THE RECORDS.
--- START ---

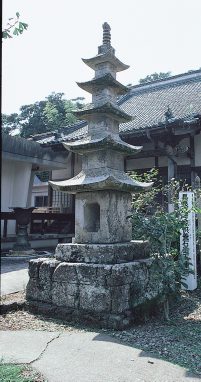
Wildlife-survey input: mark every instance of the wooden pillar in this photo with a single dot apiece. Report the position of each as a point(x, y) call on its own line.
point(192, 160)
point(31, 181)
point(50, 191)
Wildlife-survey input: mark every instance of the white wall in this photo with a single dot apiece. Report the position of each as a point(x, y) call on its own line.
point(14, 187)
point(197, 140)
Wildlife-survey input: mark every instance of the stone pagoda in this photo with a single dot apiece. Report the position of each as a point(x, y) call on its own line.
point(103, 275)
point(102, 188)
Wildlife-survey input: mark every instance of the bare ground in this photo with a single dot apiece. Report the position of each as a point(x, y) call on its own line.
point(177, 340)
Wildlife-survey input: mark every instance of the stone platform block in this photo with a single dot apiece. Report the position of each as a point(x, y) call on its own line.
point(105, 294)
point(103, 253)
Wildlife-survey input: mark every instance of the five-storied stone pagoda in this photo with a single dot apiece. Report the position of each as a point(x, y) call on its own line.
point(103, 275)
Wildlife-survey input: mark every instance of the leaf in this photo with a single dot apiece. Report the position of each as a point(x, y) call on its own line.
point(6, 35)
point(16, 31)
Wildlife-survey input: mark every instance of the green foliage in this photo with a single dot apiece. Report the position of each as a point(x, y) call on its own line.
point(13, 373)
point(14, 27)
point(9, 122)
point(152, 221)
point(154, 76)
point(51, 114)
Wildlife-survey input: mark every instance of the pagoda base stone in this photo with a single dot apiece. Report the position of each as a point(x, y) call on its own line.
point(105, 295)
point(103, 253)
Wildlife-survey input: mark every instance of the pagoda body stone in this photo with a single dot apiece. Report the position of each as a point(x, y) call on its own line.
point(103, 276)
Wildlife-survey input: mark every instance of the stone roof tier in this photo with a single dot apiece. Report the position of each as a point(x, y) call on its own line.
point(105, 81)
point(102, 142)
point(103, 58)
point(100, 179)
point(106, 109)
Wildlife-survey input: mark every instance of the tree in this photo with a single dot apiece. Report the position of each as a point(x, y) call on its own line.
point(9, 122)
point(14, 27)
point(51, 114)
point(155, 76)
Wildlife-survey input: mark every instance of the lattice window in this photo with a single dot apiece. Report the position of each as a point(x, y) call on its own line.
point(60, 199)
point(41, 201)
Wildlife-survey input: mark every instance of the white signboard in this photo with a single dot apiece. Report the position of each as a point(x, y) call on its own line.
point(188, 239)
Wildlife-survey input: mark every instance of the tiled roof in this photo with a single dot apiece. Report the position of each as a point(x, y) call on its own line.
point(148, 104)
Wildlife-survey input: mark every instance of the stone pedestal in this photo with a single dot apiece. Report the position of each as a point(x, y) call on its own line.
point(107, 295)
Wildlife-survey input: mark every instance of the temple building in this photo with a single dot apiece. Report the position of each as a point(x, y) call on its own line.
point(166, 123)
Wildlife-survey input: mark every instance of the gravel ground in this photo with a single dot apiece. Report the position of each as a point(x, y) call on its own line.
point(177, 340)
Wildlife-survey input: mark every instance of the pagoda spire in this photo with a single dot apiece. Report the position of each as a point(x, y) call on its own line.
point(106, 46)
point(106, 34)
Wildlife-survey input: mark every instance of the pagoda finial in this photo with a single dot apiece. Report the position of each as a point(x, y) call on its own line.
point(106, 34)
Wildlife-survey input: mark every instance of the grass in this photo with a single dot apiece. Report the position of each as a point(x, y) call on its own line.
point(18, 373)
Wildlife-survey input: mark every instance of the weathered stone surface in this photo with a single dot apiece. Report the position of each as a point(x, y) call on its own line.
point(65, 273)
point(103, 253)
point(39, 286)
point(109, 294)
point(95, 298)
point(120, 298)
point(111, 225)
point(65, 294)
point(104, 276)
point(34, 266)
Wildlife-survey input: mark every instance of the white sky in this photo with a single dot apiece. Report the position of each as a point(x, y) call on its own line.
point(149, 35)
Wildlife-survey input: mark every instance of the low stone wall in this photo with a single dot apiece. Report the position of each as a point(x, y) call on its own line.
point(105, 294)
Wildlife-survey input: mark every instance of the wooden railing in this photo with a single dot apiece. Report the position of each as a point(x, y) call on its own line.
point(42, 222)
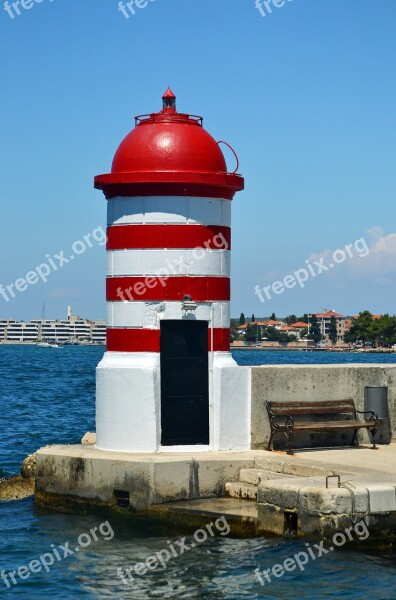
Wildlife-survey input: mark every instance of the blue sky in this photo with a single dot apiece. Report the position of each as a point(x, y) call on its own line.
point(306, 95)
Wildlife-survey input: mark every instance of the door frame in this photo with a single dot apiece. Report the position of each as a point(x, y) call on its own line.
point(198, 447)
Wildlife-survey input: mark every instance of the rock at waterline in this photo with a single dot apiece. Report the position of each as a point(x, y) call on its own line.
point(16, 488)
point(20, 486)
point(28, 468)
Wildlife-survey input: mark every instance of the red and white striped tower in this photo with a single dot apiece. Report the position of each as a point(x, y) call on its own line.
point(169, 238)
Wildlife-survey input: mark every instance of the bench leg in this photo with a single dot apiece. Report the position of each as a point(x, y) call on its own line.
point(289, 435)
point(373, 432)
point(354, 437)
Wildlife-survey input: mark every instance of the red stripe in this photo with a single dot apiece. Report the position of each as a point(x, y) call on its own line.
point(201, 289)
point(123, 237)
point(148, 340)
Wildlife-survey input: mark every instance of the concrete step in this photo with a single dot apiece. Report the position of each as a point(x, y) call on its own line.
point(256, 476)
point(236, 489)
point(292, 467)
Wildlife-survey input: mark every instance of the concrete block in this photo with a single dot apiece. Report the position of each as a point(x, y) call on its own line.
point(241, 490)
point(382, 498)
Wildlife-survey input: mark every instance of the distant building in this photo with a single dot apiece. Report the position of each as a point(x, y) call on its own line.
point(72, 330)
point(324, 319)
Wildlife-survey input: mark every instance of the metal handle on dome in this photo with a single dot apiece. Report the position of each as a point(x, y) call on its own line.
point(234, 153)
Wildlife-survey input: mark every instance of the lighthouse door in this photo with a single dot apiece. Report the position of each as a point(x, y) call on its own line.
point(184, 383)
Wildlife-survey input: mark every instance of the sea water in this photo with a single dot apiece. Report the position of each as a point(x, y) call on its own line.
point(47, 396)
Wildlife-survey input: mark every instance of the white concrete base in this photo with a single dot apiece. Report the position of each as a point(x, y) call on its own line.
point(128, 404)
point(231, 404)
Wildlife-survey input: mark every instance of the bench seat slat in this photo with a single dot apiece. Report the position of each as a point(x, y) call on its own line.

--- END ---

PROBLEM TO WORK ON.
Make an exact copy of the data above, pictures excluded.

SOLUTION TO THIS PROBLEM.
Wildlife-survey input: mark every instance of the wooden pillar in this photo with a single dot apiece. Report the position of each as a point(x, y) call on its own line.
point(192, 160)
point(31, 181)
point(50, 191)
Wildlife-survey input: mark every instance of the white wall in this photo with a single dot apiece. Report the position of each as a point(x, y) call on its own line.
point(14, 187)
point(197, 140)
Wildlife-survey input: mark every instance of the stone pagoda in this photo with a single dot apiece. Report the position of each as a point(x, y) call on its own line.
point(103, 275)
point(102, 188)
Wildlife-survey input: mark every instance of the bare ground in this photo with a single dot apiece. Report the position of each as a point(x, y) call on its own line.
point(177, 340)
Wildlife-survey input: mark every instance of the stone platform block in this photo with a single dot apiece. Report the position of each as a point(x, y) call on its own line.
point(105, 294)
point(103, 253)
Wildlife-survey input: mark every instance of the five-storied stone pagoda in this photo with a single dot apiece. Report the position of each as a point(x, y) call on its own line.
point(103, 275)
Wildlife-survey input: mark every instance of the leaf in this photo with a single dot apiece. Report the position of each as a point(x, y) call on its own line.
point(6, 35)
point(16, 31)
Wildlife-survey input: mark every instance of the green foliage in this photo with a single dot apiece. Report the position of each as a point(x, y) call on its own line.
point(13, 373)
point(14, 27)
point(9, 122)
point(152, 221)
point(154, 76)
point(51, 114)
Wildlife-survey input: mark every instance of the pagoda base stone in this photo with a single dot apiece. Report the position of each as a point(x, y) call on its own line.
point(105, 295)
point(103, 253)
Wildlife-survey input: mark every instance of the pagoda body stone in this photo with a single dot apiece. Report the position of each as a point(x, y) call on its own line.
point(103, 276)
Wildlife-survey input: mark every instance of the stone roof tier in this photo with a single dot apiece. Report the position of each as a point(x, y) call on its own line.
point(105, 81)
point(102, 142)
point(103, 58)
point(100, 179)
point(106, 109)
Wildlife-survey input: mark every instance of the tree in this photo with a single dot apiece. Report the position of each as a point(x, y) call on its own line.
point(9, 122)
point(14, 27)
point(51, 114)
point(155, 76)
Wildlife-survey input: mark every instance of the lattice window in this photo with a single dot apiece. Report the position of each as a point(x, y) call on its own line.
point(60, 199)
point(41, 201)
Wildlife-survey input: mark every instance of the white signboard in this photo with a single dot apiece. Report the position of each as a point(x, y) call on its own line.
point(188, 239)
Wildlife-survey input: mark every instance of the tiled roof in this photo with a single dot apiece. Report the position of each as a point(x, y) call on its own line.
point(148, 104)
Wildlife-survey input: mark every instance of the stone pedestal in this photo with a single dot apiece. Report the position of each as a point(x, y) call on its own line.
point(107, 295)
Wildlife-survey input: mark every instance of the temple building in this photo with a single dot apiece. Report the position of each as a point(x, y) call on its own line.
point(166, 123)
Wildlife-survey input: mark every instance of the gravel ground in this photo with a single dot apiece. Report the position of each as a point(x, y) call on its own line.
point(177, 340)
Wildlife-survey input: mark every instance of the pagoda spire in this photo with a single dot apiece. Report the position of each as a point(x, y) call on its own line.
point(106, 46)
point(106, 34)
Wildlife-survey input: mark every instance of the pagoda finial in this photo with a single dot apiece. Report the position of each as a point(x, y) call on its own line.
point(106, 34)
Wildlife-survey input: mark every instance of the grass in this photo with a single dot apiece. Report the position of each as a point(x, y) call on its own line.
point(18, 373)
Wildlife-survey input: mark every instance of the weathered stone surface in this photo with a single dot apiece. Report the position of each as a point(x, y) call on its own line.
point(65, 273)
point(103, 253)
point(39, 286)
point(109, 294)
point(95, 298)
point(120, 298)
point(111, 225)
point(65, 294)
point(104, 276)
point(34, 266)
Wildlife-survey input: mark every instance of the white sky in this photo with a single dot apiece. Report the position of each as a point(x, y) call on its own line.
point(149, 35)
Wildlife-survey input: mark every instance of the low stone wall in this photo with a single dot apiece. Report the position of each as a point(x, y) call on its own line.
point(105, 294)
Wildlife-survey input: mark every instance of the wooden railing in this photo with a single dot apiece. Report the position of each as a point(x, y) call on its own line.
point(42, 222)
Wildlife-survey input: mark every instance of the blue sky in this photo with a single dot apiece. Report the position of each as a point(x, y) call on its own line.
point(306, 95)
Wildlife-survey input: mark every instance of the door frame in this photo with a single dot apiece. Report the position of each as a point(x, y) call on its own line.
point(198, 447)
Wildlife-survey input: mark every instance of the rock at waterline in this photo with a single dot apiece. Report the position of each as a point(x, y) call on its own line.
point(16, 488)
point(20, 486)
point(28, 468)
Wildlife-survey input: mark every instance of the red and white striped tower in this photo with a single dot apiece. Report the position of each as a point(x, y) call on its own line.
point(169, 238)
Wildlife-survey input: mark every instance of the bench leg in this photo with a single dot apiece. Report the position of each as a point(x, y) call on its own line.
point(289, 435)
point(373, 432)
point(354, 437)
Wildlife-survey input: mark every instance of the red stripe in this photo with a single dot apiece. Report the position of each as a point(x, y) call on its own line.
point(201, 289)
point(123, 237)
point(148, 340)
Wildlife-survey input: mark every instance of the concrete step in this photo with a single dot apiece. Report the position of each as a point(x, y) call on its own line.
point(256, 476)
point(236, 489)
point(292, 467)
Wildlife-survey input: mark every instance of the concrete block in this photo with a single dot apiece. Report the position of each as a point(x, y) call on its own line.
point(241, 490)
point(382, 498)
Wildlife-survey input: mark every instance of the distant building in this photo with a single dot apiece. Report the position of each as a point(x, y) call on its own line.
point(72, 330)
point(324, 319)
Wildlife-survey input: mark every instance of the metal handle on dome in this photo with a single dot apiece. Report the position of each as a point(x, y) call on its own line.
point(234, 153)
Wildlife-survey input: mark every instance of the lighthouse door in this photo with a single dot apiece. Report the position of each as a point(x, y) call on its own line.
point(184, 383)
Wildlife-survey input: mark every instance of the sea water in this photo with a single dot apiece. Report the position of each as a point(x, y) call on its own line.
point(47, 396)
Wildlife-survey input: mark every instance of the white concrete base in this photo with a single dot apiece. Report the position of each as a point(x, y) call on its own line.
point(128, 404)
point(231, 404)
Wildlife-survey input: mark every instance of the bench seat slat in this photo with a single dot apiece. Report the position of each as a point(x, y) call on its own line.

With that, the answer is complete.